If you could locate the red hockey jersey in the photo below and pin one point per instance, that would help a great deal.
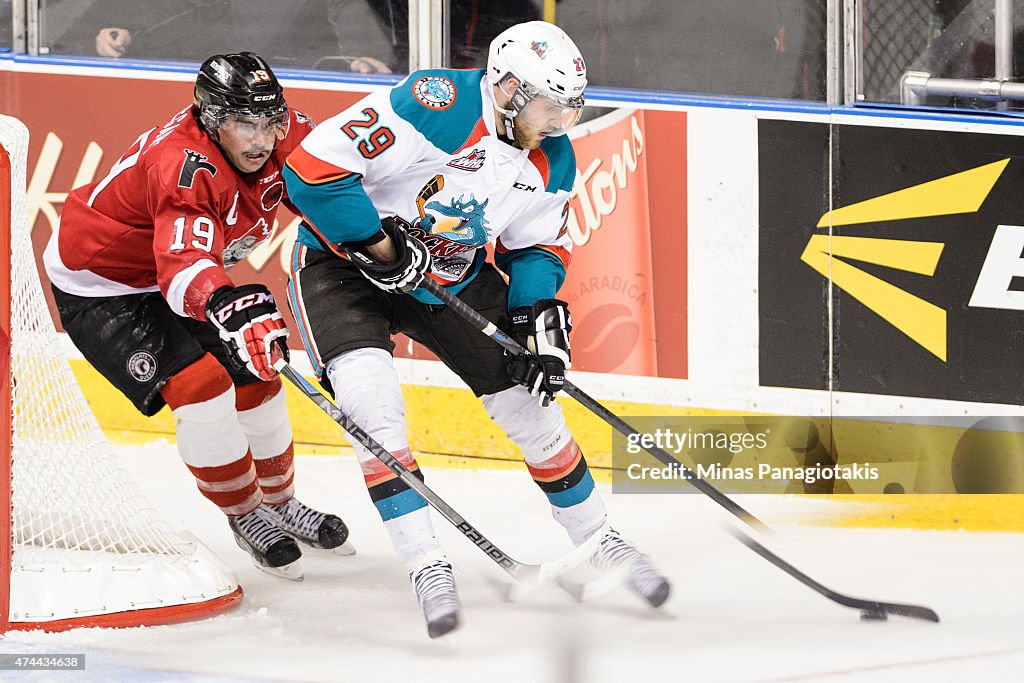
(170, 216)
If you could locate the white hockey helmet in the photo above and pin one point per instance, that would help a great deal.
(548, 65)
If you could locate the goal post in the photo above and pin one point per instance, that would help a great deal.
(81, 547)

++++++

● What to work on: Leave out all pictures, then copy the remaining material exactly.

● Answer section:
If you could locate the red hockey jersey in the photo below and pin one point per instance, that would help a great deal.
(170, 216)
If you could locate the white hockey helmet in the photo above and pin one point per instance, that would help a great deal.
(548, 65)
If you could locate the goal post in the photo above and pin one point per instance, that would help a great deal.
(81, 547)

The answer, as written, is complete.